> Written exercise
Update the part of the material that opens with the line containing "Put a dot on the coin" and closes with the line containing "Target: coin" by replacing "Put a dot" with "Place a dot" and leaving everything else unchanged. Return only those lines, with the picture left out.

> Task material
= = = = =

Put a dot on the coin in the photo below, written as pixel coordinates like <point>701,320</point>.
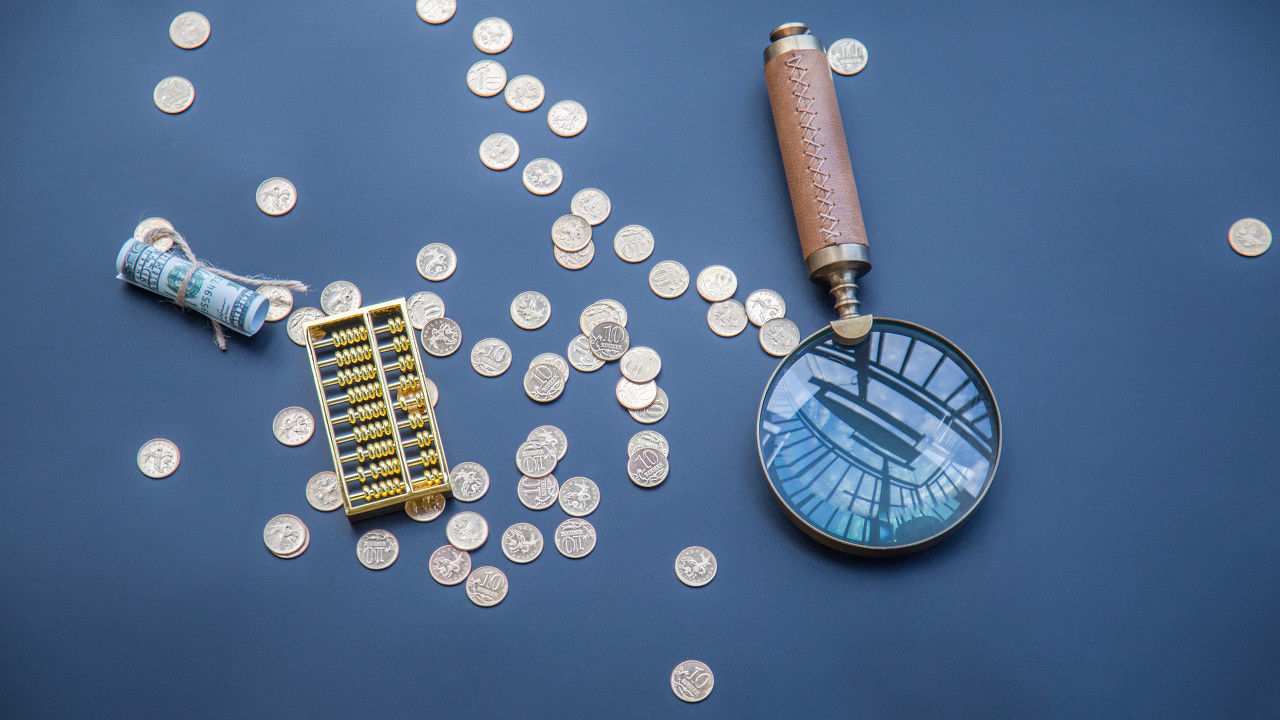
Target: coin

= = = = =

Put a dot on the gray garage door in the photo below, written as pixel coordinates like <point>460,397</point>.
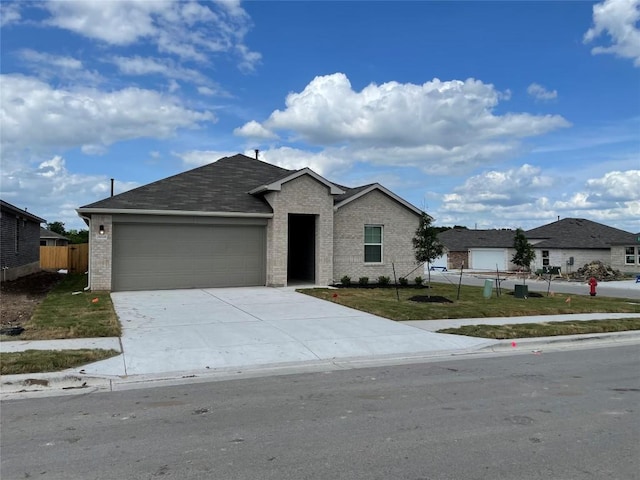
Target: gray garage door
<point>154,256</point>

= = = = =

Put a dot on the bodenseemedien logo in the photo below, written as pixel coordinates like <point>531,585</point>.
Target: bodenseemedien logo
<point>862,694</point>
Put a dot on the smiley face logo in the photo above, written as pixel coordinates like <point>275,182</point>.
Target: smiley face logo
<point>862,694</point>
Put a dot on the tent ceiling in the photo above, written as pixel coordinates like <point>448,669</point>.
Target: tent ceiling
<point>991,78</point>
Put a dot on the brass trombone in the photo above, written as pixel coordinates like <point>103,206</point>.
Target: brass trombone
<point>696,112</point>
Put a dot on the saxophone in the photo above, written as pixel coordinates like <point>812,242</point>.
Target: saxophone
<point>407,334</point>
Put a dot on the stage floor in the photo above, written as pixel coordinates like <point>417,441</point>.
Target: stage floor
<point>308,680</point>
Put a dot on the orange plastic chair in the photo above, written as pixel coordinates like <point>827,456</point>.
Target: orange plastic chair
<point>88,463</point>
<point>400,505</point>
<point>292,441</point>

= = = = =

> Exercise solution
Place a dot on the coin in the photo below, written as pixel coordinates like <point>701,320</point>.
Target: coin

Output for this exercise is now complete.